→ Text to read
<<<<

In this edited volume, we reconceptualize traditional forms of mentoring by focusing on researchers’ actual engagement in and expression of learning contexts. We see development in terms of learning to negotiate and clarify expectations, roles, and directions leading to the transformation of relationships through strategies which can enhance school-university collaboration and faculty renewal. Teachers and researchers can use this book to entertain new ways of engaging in and representing their mentoring relationships with others, including students, administrators, and each other.
The term mentoring is used in this book to suggest a process of expanding and deepening liberatory practices and habits with, and alongside others, in the academy, schools, and other settings. We emphasize the primacy of personal experience; negotiation of understanding; practical knowing informed by theory; and applied theory shaped by human values. Our mentoring stories have implications for curriculum, and partnership and leadership, development. We uphold that enriched understanding can evolve from life-affirming and self-conscious perspectives on mentoring stances and activities. Traditional mentorship in teacher education, teaching, and academic research can be characterized as a relationship in which professors guide, facilitate, and transfer experiences and knowledge to apprentices, students, and junior-level professors. The traditional approach to mentoring suggests a relationship based on higher authority or expert knowledge. While conventional approaches to guiding professionals and students provide needed support in some instances, there are many times when a multidimensional view of mentorship reflecting a flexible, interactive process is more appropriate and even desirable (Mullen et al., 1997).
The definition of mentoring is expanded, in our book, to mean an empowering interaction among individuals who learn/research together for the purpose of personal and institutional change. Support for comentoring dynamics among professionals creates an environment where individuals share processes and purposes, ambiguities and uncertainties, writings and new research.
Our stories converge to show that progressive forms of mentoring teach mentors and neophytes about their strengths and abilities through supportive interaction, reflection, and collaborative self-study. A supportive context, such as that reported as needed within a school-university setting, will allow educators and students to develop their professional skills, research knowledge, and capacity for human connection. Those involved in a comentoring network, like the one we advocate, will constantly be learning from each other; building on what is heard; seeking comentoring opportunities; and sharing with wider and newly emerging communities.

>>>>

→ Material
<<<<

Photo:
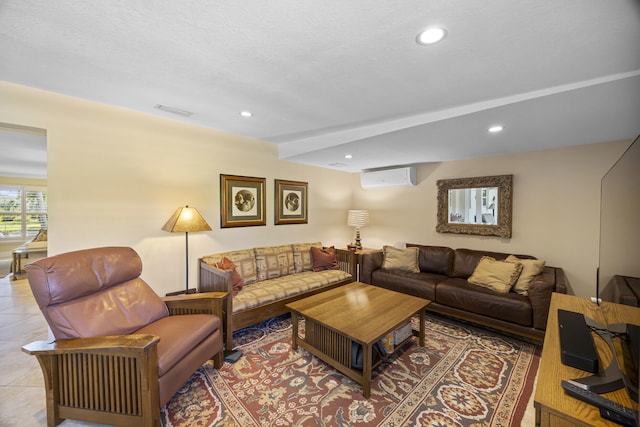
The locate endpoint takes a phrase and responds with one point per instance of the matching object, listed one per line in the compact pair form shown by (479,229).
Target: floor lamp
(185,220)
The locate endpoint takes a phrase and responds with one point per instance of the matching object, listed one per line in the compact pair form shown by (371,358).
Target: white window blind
(23,211)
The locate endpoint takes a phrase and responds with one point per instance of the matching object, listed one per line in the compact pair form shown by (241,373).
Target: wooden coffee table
(356,312)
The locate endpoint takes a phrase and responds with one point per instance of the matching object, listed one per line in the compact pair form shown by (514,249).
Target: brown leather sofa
(623,290)
(120,351)
(443,280)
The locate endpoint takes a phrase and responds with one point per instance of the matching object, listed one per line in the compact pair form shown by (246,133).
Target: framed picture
(291,202)
(242,201)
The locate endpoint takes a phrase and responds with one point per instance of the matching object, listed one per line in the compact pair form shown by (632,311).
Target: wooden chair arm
(199,303)
(117,345)
(85,379)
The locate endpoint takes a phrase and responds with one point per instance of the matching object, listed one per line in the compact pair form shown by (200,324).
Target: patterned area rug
(464,376)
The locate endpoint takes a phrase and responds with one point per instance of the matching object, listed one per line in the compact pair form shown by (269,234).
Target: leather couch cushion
(75,274)
(435,259)
(421,285)
(499,276)
(178,335)
(119,310)
(461,294)
(400,259)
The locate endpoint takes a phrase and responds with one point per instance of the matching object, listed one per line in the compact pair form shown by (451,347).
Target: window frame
(25,212)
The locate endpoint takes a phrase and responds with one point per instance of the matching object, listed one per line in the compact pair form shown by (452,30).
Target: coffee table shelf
(354,313)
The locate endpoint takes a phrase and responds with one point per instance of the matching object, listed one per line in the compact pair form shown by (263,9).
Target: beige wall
(115,177)
(556,207)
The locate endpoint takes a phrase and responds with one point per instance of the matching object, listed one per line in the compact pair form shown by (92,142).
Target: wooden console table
(553,406)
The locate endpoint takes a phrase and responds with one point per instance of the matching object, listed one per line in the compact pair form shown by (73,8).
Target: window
(23,212)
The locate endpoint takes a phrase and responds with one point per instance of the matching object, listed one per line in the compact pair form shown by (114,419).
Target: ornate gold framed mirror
(480,205)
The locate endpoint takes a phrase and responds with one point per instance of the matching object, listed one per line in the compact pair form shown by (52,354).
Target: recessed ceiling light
(431,35)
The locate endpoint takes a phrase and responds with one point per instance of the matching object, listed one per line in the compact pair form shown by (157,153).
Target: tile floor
(22,399)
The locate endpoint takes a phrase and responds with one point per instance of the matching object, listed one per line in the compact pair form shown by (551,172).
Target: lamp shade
(186,220)
(358,218)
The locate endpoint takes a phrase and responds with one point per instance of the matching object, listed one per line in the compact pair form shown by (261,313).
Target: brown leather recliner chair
(121,352)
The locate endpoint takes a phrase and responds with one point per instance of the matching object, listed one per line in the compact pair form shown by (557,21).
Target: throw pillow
(530,269)
(401,259)
(498,276)
(324,259)
(226,264)
(245,261)
(302,256)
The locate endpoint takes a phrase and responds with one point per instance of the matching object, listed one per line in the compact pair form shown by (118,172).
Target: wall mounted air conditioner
(399,177)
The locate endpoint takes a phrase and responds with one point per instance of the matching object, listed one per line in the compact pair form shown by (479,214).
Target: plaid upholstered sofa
(270,278)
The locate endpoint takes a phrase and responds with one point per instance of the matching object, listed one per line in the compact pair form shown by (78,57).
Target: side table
(22,253)
(359,253)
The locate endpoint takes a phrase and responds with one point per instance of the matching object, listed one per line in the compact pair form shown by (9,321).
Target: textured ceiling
(328,78)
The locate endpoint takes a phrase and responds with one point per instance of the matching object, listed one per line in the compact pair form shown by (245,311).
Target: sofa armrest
(199,303)
(370,262)
(347,261)
(550,280)
(213,279)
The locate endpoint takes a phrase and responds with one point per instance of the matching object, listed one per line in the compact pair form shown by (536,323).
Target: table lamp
(185,220)
(358,218)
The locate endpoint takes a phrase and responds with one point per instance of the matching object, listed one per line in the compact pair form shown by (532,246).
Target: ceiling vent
(173,110)
(400,177)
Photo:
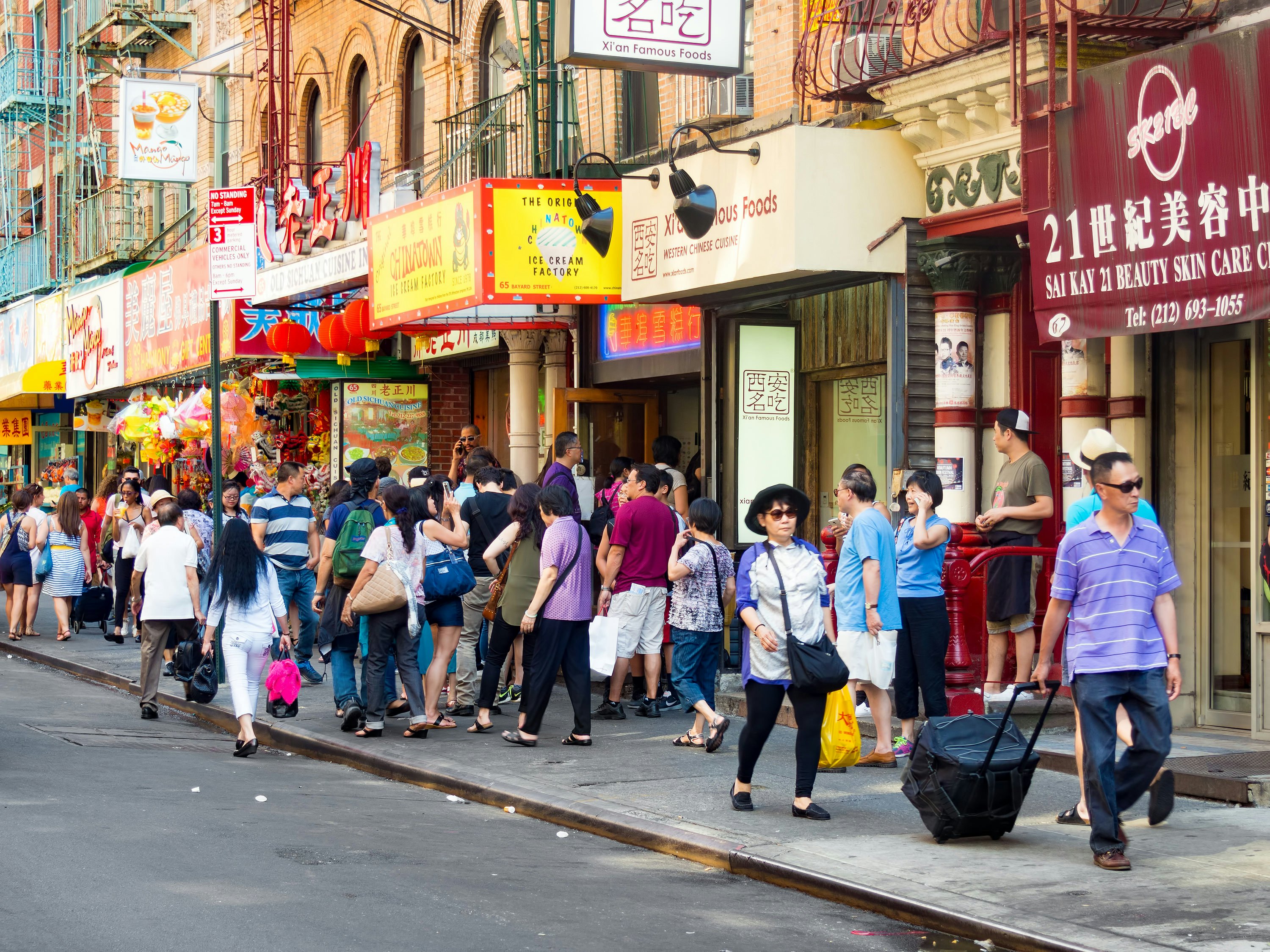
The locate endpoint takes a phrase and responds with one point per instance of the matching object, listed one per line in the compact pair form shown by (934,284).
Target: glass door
(1227,659)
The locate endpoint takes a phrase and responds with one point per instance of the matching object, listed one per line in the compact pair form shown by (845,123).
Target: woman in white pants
(244,592)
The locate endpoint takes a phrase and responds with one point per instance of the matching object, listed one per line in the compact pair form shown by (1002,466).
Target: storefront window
(853,431)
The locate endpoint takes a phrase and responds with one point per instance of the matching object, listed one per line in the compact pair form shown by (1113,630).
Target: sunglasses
(1127,487)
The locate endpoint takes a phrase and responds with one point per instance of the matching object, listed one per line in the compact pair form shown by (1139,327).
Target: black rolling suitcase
(93,607)
(968,776)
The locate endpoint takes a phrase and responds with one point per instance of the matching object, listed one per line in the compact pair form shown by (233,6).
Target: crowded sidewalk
(1203,879)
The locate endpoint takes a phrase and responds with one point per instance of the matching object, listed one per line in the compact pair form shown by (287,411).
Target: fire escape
(113,220)
(33,125)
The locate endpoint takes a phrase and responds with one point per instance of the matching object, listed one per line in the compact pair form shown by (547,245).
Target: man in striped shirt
(1112,583)
(285,528)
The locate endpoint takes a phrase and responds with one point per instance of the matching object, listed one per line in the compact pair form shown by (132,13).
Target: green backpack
(347,560)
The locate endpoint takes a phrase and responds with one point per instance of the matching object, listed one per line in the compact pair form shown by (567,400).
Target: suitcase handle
(1005,719)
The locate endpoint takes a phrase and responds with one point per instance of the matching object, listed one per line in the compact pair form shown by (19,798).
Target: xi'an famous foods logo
(1164,127)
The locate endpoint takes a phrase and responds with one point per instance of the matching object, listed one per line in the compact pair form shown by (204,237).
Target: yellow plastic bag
(840,734)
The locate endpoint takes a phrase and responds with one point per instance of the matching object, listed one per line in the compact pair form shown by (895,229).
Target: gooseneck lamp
(695,206)
(597,224)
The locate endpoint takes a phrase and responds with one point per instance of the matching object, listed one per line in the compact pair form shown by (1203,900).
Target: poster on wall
(94,339)
(374,419)
(954,358)
(158,130)
(703,37)
(765,414)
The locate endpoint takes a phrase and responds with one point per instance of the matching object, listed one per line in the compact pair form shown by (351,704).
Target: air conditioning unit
(731,98)
(867,56)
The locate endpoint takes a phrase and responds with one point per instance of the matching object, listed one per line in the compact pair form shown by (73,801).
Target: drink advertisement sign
(158,130)
(1162,212)
(696,37)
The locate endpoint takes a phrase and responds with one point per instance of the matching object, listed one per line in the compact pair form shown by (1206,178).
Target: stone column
(999,285)
(1127,407)
(522,357)
(1084,405)
(955,271)
(555,351)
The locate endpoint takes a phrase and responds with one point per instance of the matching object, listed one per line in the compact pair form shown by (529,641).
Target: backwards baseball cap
(1015,421)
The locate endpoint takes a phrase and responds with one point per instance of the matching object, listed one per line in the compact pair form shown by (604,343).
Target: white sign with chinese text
(696,37)
(158,130)
(793,215)
(765,414)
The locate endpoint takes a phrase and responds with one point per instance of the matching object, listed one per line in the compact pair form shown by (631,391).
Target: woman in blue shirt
(924,639)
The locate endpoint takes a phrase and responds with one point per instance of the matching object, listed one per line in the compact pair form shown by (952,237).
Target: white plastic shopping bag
(604,645)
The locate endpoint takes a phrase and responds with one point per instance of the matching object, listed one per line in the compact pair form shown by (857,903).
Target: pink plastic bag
(284,681)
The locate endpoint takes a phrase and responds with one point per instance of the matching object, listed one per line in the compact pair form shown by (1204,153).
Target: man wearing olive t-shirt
(1022,501)
(634,588)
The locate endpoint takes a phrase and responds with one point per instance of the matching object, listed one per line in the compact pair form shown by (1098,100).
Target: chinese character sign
(701,37)
(638,330)
(765,414)
(1162,211)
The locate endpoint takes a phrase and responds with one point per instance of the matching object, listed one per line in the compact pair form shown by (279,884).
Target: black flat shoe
(248,749)
(812,813)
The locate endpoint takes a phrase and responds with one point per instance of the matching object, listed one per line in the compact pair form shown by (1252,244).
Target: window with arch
(313,129)
(493,82)
(416,126)
(360,106)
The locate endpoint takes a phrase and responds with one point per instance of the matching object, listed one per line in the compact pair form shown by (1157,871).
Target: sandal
(1071,818)
(717,730)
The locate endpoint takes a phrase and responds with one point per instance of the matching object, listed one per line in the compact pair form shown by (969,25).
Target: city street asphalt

>>>>

→ To-do list
a - Decide whether each statement below agrees with the passage on mentoring. For each, answer yes or no and quote the words of the passage that decide it.
(i) Traditional mentorship is described as professors transferring experiences and knowledge to apprentices, students, and junior-level professors.
(ii) Conventional approaches to guiding professionals and students never provide needed support.
(iii) The expanded definition treats mentoring as an interaction among individuals who learn or research together for personal and institutional change.
b - In the passage on mentoring, what does support for comentoring dynamics among professionals create?

→ Task results
a -
(i) Yes: "Traditional mentorship in teacher education, teaching, and academic research can be characterized as a relationship in which professors guide, facilitate, and transfer experiences and knowledge to apprentices, students, and junior-level professors."
(ii) No: "While conventional approaches to guiding professionals and students provide needed support in some instances"
(iii) Yes: "an empowering interaction among individuals who learn/research together for the purpose of personal and institutional change"

b - It creates an environment where individuals share processes and purposes, ambiguities and uncertainties, writings and new research.